**WHAT THE TASK ASKS:** Return all of the entries exactly as written.

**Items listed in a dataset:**
/---
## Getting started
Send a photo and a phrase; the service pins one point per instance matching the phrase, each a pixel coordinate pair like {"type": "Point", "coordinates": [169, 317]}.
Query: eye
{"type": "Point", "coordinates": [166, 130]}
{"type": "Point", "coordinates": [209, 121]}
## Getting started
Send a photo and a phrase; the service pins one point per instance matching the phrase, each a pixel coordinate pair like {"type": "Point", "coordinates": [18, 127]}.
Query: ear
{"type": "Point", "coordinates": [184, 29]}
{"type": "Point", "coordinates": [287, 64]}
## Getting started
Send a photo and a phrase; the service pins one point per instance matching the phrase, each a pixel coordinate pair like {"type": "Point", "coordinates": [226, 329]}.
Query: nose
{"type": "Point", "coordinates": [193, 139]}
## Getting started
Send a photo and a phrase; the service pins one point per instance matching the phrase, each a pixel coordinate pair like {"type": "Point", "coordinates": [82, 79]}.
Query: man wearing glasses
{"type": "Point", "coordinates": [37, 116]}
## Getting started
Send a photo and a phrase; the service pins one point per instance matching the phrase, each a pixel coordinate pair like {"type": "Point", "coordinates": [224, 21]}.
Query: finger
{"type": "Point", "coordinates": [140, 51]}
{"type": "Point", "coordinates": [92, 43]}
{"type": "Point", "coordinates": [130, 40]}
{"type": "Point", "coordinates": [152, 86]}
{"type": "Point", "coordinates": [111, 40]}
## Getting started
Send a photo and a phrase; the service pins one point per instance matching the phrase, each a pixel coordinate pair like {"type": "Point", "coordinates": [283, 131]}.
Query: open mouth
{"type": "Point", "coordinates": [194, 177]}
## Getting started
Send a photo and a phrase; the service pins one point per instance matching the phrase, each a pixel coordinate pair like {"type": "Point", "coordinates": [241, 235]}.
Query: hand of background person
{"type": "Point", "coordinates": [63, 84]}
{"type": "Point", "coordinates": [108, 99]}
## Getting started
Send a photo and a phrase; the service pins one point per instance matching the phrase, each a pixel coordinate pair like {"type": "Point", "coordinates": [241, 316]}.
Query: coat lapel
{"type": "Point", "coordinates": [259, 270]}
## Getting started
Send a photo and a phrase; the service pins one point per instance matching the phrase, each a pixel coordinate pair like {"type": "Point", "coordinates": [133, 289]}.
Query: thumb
\---
**EXPECTED OUTPUT:**
## Getting started
Send a photo and a phrase; the service pins one point per instance matching the phrase, each a pixel coordinate pair like {"type": "Point", "coordinates": [169, 317]}.
Query: eye
{"type": "Point", "coordinates": [166, 130]}
{"type": "Point", "coordinates": [209, 121]}
## Getting started
Send a photo and a phrase; the service pins one point per instance matching the phrase, each a pixel coordinate pair like {"type": "Point", "coordinates": [18, 127]}.
Query: ear
{"type": "Point", "coordinates": [184, 29]}
{"type": "Point", "coordinates": [287, 64]}
## Getting started
Send a photo and a phrase; the service pins one point per instance matching the phrase, each a pixel coordinate pair like {"type": "Point", "coordinates": [226, 329]}.
Query: nose
{"type": "Point", "coordinates": [193, 139]}
## Getting started
Send a photo and a phrase; the service pins one point per instance matching the phrase, each a pixel coordinate pair like {"type": "Point", "coordinates": [82, 79]}.
Query: man wearing glasses
{"type": "Point", "coordinates": [37, 116]}
## Getting started
Send a photo and a phrase; the service pins one point per instance matching the phrase, each a pixel coordinate pair like {"type": "Point", "coordinates": [224, 21]}.
Query: finger
{"type": "Point", "coordinates": [140, 51]}
{"type": "Point", "coordinates": [92, 43]}
{"type": "Point", "coordinates": [130, 40]}
{"type": "Point", "coordinates": [152, 86]}
{"type": "Point", "coordinates": [111, 40]}
## Getting started
Send a photo and a phrase; the service pins one point per instance matching the phrase, each a pixel coordinate pair like {"type": "Point", "coordinates": [283, 131]}.
Query: open mouth
{"type": "Point", "coordinates": [194, 177]}
## Getting started
Send a photo and a phrase; the service pins one point per instance matching the phrase, each a pixel coordinate pair like {"type": "Point", "coordinates": [241, 235]}.
Query: hand of background person
{"type": "Point", "coordinates": [63, 84]}
{"type": "Point", "coordinates": [108, 99]}
## Getting started
Send a photo and a phrase; the service pins one point per instance matching the phrase, each a pixel coordinate pair like {"type": "Point", "coordinates": [241, 316]}.
Query: coat lapel
{"type": "Point", "coordinates": [259, 270]}
## Getting started
Send a photo and a phrase; the service pins one point per instance matching the phrase, each a pixel coordinate pair like {"type": "Point", "coordinates": [133, 289]}.
Query: thumb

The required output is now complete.